What is required:
Using the entries that follow, give only the number of lines with the word "below" in them.

Dataset records:
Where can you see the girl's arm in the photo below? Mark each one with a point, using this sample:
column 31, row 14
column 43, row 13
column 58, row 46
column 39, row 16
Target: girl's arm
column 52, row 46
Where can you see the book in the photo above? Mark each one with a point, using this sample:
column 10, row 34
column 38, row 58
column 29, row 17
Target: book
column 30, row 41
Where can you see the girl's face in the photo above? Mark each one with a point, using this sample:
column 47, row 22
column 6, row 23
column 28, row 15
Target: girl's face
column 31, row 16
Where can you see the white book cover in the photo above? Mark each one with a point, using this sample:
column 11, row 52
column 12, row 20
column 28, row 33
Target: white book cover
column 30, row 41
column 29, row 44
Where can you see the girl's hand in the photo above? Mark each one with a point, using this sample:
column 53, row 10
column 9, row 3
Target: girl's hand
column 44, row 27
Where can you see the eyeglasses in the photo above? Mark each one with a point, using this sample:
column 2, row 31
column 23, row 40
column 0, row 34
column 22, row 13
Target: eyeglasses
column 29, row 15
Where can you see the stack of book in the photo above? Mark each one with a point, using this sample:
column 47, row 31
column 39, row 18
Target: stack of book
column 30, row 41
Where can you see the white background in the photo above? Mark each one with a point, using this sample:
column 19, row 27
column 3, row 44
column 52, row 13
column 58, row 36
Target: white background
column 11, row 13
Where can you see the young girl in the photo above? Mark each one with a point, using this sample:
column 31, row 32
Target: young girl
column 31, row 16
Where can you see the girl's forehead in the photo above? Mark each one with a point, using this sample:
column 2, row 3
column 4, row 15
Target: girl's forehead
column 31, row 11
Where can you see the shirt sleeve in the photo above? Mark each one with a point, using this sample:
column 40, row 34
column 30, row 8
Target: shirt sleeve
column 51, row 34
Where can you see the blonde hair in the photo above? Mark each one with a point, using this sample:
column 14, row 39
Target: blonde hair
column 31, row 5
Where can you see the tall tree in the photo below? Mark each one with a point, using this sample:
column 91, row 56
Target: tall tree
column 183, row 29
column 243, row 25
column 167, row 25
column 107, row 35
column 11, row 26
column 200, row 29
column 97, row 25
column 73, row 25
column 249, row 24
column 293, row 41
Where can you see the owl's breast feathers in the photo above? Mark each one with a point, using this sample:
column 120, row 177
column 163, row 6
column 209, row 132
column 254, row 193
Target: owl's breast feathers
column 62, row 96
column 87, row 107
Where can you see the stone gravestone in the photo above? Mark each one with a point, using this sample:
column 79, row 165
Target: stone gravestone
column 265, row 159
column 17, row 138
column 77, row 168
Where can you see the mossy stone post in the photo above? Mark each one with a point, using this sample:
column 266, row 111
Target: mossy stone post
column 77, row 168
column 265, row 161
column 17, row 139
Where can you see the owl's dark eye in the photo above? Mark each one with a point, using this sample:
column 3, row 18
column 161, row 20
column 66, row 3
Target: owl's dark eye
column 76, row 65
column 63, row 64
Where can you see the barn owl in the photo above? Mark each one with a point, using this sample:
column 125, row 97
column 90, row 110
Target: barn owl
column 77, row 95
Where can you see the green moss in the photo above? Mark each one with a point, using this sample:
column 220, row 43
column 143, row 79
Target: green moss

Result for this task:
2